Hill is a brilliant, lonely, and sexually troubled man, with a sad background and a number of personality defects that he shares with many of his criminal subjects. He believes this psychological kinship helps him understand their motivations and actions. With his understanding and knowledge, Hill then aids the police in capturing these violent criminals.

Jordon is an attractive, aggressive, and ambitious police officer who heads the Major Investigation Team in a fictitious British town called Bradfield. She had been one of Hill's first champions when criminal profiling was in its early stages, and the two peculiar professionals formed a personal relationship of sorts and became partners in solving crimes.

Making a return visit in The Retribution is Jacko Vance, who murdered 17 teenage girls and a police officer in The Wire in the Blood. This dark, brilliant character is a celebrated handsome millionaire former athlete with a prosthetic arm. He is also a former TV talk-show star who was once voted the sexiest man on British TV. He is charming, manipulative, and cold-blooded.

Imprisoned at the end of The Wire in the Blood, Vance sits in prison 12 years later at the beginning of The Retribution, plotting his escape and eventual revenge on the people who placed him in his cell.

Informed of Vance's eventual escape, Hill writes a report to the Home Office stating that Vance suffers from narcissistic personality disorder. The key to understanding Vance, Hill offers, is his need to be in control.

# Excerpted records:
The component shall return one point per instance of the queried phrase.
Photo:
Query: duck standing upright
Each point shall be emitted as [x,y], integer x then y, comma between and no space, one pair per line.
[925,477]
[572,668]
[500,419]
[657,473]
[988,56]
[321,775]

# Requests:
(1) Using the passage about The Retribution, say whether each statement agrees with it. Answer yes or no for each, and quote the deciding words exactly. (a) Jordon heads the Major Investigation Team in Bradfield. (b) Vance murdered 12 teenage girls. (c) Hill sends his report on Vance to the police.
(2) Retype the part of the passage about The Retribution that opens with the words containing "Making a return" and closes with "be in control.".
The records above are separate material, unrelated to the passage about The Retribution.

# Responses per task:
(1)
(a) Yes: "heads the Major Investigation Team in a fictitious British town called Bradfield"
(b) No: "murdered 17 teenage girls and a police officer"
(c) No: "Hill writes a report to the Home Office"

(2)
Making a return visit in The Retribution is Jacko Vance, who murdered 17 teenage girls and a police officer in The Wire in the Blood. This dark, brilliant character is a celebrated handsome millionaire former athlete with a prosthetic arm. He is also a former TV talk-show star who was once voted the sexiest man on British TV. He is charming, manipulative, and cold-blooded.

Imprisoned at the end of The Wire in the Blood, Vance sits in prison 12 years later at the beginning of The Retribution, plotting his escape and eventual revenge on the people who placed him in his cell.

Informed of Vance's eventual escape, Hill writes a report to the Home Office stating that Vance suffers from narcissistic personality disorder. The key to understanding Vance, Hill offers, is his need to be in control.